▶ **DADOS FORNECIDOS**:
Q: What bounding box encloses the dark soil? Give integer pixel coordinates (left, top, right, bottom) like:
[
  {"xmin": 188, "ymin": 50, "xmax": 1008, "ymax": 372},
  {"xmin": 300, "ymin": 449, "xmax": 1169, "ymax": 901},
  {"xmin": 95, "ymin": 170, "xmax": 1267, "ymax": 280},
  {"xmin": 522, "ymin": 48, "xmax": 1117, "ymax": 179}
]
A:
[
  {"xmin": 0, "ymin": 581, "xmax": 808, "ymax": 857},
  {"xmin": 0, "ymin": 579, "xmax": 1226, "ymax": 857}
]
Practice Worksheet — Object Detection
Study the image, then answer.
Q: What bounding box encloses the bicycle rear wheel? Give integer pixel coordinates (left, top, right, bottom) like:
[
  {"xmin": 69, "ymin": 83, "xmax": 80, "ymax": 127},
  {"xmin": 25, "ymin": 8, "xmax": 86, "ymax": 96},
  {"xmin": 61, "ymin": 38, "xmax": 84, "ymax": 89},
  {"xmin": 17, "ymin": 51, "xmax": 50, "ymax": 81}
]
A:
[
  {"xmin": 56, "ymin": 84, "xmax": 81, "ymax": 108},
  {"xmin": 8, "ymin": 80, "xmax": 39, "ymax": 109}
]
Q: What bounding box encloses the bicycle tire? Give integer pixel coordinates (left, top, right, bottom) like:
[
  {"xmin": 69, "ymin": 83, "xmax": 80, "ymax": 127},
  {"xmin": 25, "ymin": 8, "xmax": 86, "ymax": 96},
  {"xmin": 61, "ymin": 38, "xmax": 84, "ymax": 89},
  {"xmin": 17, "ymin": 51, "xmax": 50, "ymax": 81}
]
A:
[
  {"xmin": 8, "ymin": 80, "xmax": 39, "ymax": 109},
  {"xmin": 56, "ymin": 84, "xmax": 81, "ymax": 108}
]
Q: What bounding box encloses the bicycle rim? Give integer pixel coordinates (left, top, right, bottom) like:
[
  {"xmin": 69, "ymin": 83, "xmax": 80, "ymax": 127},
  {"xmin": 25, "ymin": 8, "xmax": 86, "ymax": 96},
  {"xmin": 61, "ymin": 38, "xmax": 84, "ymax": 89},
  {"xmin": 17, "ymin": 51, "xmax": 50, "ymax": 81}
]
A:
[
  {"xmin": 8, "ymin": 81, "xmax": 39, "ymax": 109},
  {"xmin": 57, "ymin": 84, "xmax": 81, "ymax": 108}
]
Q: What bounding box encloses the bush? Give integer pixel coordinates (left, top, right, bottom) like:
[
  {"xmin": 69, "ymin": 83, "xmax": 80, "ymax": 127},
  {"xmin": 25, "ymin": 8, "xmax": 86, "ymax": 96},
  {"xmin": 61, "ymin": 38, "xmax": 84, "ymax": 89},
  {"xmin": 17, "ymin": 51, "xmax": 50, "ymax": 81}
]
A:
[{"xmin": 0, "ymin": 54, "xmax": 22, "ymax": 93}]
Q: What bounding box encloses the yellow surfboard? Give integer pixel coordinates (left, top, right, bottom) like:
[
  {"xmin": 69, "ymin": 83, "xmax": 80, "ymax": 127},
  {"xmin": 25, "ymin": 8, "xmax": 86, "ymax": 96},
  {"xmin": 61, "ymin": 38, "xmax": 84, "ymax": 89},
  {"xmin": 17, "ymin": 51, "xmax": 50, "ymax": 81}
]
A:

▶ **TAREFA**:
Mostre todas as linhas dos registros acima que contêm a palavra "like", considerando a diferença entre maiúsculas e minúsculas.

▶ **RESPOSTA**:
Q: What bounding box encloses the dark soil? Give integer pixel coordinates (left, top, right, bottom) like:
Q: What bounding box encloses the bicycle rear wheel? Give integer pixel coordinates (left, top, right, bottom) like:
Q: What bounding box encloses the bicycle tire? Give integer pixel coordinates (left, top, right, bottom) like:
Q: What bounding box encloses the bicycle rim? Give integer pixel coordinates (left, top, right, bottom) like:
Q: What bounding box encloses the bush? Give integer pixel coordinates (left, top, right, bottom) like:
Q: What bounding box encloses the yellow surfboard? Give integer pixel coordinates (left, top, right, bottom) like:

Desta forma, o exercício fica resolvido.